■ Records from a point labeling set:
***
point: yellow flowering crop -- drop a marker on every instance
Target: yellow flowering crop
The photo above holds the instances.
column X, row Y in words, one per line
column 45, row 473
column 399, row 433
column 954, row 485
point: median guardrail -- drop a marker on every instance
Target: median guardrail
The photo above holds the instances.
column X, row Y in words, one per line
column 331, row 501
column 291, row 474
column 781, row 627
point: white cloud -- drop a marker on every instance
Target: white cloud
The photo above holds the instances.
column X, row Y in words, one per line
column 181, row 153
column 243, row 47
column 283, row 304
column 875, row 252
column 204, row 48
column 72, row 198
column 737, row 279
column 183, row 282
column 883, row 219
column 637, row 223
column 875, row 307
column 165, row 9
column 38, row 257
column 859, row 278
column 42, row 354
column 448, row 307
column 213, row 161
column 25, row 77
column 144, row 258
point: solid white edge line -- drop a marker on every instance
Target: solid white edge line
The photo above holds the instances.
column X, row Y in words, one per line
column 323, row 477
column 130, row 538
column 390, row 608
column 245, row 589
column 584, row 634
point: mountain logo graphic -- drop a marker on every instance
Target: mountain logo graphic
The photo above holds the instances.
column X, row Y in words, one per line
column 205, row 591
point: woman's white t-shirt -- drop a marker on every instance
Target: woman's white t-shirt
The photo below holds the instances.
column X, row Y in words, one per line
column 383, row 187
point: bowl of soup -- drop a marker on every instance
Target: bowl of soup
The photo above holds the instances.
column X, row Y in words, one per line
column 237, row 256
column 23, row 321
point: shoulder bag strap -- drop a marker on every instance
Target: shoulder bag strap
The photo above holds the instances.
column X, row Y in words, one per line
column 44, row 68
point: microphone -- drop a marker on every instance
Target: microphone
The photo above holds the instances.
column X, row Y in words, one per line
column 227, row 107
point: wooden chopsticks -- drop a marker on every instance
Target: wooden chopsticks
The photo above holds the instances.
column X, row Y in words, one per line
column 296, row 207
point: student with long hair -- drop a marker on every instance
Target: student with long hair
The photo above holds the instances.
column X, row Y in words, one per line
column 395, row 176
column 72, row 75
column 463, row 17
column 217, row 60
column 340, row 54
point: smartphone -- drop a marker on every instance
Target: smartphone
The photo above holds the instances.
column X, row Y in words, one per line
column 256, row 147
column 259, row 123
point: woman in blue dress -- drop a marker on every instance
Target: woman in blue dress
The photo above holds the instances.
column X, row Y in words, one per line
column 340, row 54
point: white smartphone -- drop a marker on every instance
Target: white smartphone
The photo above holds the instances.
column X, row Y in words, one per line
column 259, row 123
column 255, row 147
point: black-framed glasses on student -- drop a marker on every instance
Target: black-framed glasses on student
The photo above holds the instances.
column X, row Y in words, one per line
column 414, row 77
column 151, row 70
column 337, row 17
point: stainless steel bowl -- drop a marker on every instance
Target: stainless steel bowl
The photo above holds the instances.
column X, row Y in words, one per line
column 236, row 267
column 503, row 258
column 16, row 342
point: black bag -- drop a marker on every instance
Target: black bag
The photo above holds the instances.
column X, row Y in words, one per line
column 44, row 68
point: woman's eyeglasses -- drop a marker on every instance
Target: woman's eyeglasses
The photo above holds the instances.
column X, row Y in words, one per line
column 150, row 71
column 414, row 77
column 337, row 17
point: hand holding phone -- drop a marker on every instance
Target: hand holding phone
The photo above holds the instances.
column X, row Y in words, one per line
***
■ YOUR OBJECTIVE: Give again only the lines of the material above that run from the one with "point: black-framed glasses" through the end, both included, exactly as they appear.

■ PROBLEM SOLUTION:
point: black-framed glasses on student -- drop a marker on every instance
Target: black-framed glasses on student
The photo above holds the instances.
column X, row Y in words, one per line
column 414, row 77
column 151, row 70
column 337, row 17
point: stainless steel bowl -- drop a marker on every instance
Target: stainless steel bowl
The photo above holds the instances.
column X, row Y in words, one per line
column 236, row 267
column 503, row 258
column 16, row 342
point: black bag -- drop a marker on every instance
Target: black bag
The photo above holds the instances.
column X, row Y in words, one per line
column 44, row 68
point: woman's eyeglasses -- drop a marker on every instance
Target: woman's eyeglasses
The photo above holds the instances.
column X, row Y in words, one per line
column 150, row 71
column 414, row 77
column 337, row 17
point: hand holding phone -- drop a marker on every instance
Target: hand holding phone
The photo above holds the instances.
column X, row Y in words, one per line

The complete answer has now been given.